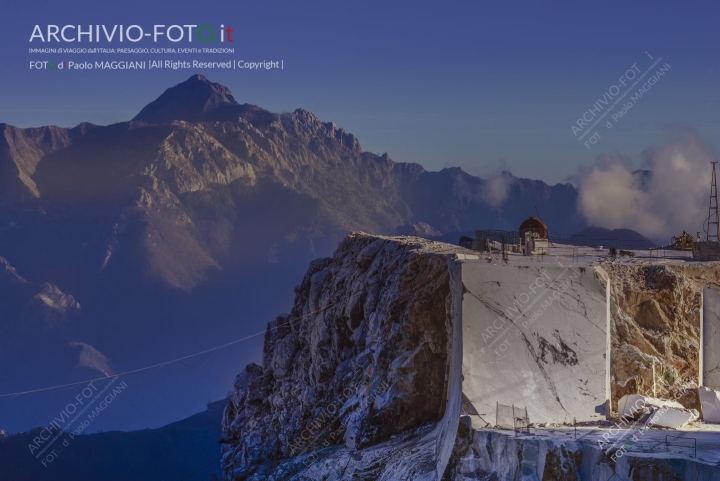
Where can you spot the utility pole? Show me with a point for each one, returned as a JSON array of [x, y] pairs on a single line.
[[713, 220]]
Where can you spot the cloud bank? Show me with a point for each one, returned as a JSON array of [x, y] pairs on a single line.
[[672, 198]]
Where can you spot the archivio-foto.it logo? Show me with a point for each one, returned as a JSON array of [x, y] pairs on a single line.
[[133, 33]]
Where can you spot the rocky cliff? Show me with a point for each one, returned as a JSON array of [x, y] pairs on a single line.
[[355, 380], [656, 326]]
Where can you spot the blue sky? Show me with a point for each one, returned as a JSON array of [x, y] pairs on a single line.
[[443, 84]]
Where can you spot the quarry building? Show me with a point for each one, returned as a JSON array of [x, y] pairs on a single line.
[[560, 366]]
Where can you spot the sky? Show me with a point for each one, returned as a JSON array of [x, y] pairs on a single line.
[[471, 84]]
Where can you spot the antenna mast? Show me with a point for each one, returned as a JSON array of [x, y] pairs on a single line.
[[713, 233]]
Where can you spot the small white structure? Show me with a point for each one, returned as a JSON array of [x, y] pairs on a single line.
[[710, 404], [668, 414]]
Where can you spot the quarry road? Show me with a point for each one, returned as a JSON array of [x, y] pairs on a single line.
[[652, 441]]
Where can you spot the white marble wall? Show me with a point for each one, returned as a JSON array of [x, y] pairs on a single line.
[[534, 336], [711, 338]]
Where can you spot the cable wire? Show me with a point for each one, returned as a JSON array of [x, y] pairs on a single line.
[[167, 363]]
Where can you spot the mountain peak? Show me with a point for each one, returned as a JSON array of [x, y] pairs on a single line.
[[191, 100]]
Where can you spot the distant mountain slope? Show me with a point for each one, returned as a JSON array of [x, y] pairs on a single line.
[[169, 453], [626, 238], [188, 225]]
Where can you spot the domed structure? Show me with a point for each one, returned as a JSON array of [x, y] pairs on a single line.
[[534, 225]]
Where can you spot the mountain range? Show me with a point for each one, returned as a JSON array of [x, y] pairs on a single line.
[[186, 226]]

········

Task objective => Each line of the data should be quoted exactly, with pictures left out.

Output =>
Where can you spot the utility pole? Show me with a point for each one, returned as a JSON array of [x, y] pairs on a single line.
[[713, 220]]
Where can you spot the cloud bank? Show me with a point for each one, returned as a JSON array of [x, y] pairs on a single line.
[[672, 198]]
Where can you spot the archivio-foto.it logo? Show me with a point for each one, returned as a JSON array of [x, y] pairs on a single line.
[[133, 33]]
Where can you spot the rocky cliff? Show me with a point for each one, returned as a JSON array of [x, y] pairs on a single line.
[[355, 380], [656, 326]]
Where can you spot the blue sky? Show me with a point for each one, returned as a JSON array of [x, y] pairs on a single line.
[[443, 84]]
Where can you spot the quarry building? Show me with a point for each one, returned as a JSON array of [x, y] pairs on a single line.
[[560, 366]]
Where can you spot the sky? Show me with a point for each one, returned as a JSON array of [x, y] pairs on a single line.
[[471, 84]]
Where can you spot the antenna mast? Show me with a point for each one, returned as a JSON array of [x, y] pairs on a single line.
[[713, 233]]
Where can you spot the small white structure? Show me with a point for each one, returned as a JSON array of [x, y] pairs on a single line.
[[710, 404], [668, 414]]
Where can you spot the quarry road? Show me with a point for each one, returned as a JSON array of [x, y] pairs on a single line.
[[652, 441]]
Where can you spot the white marble wall? Show me with a point for each one, returned as a JSON array of [x, y] pairs on a single line.
[[534, 336], [711, 338]]
Where can you spot the cable wire? Show me with a point for each one, returned as a JSON array of [x, y] pairs on a single line.
[[167, 363]]
Where can you spot the mountain peak? Show me with a point for each one, returned as a JSON array of [x, y] pairs on a single line.
[[191, 100]]
Where can you spot the distant mountain slope? Show me with a point for each one, returned as a JSON array of [x, y] pairs on a single line.
[[169, 453], [626, 238], [188, 225]]
Where can you spot the domed structure? Show me with a point for each one, returned as a JSON array of [x, y] pairs on a single line.
[[534, 225]]
Where can you spot the mountain range? Show me with a point for each one, returned as a JSON array of [x, y] pairs on a single line.
[[186, 226]]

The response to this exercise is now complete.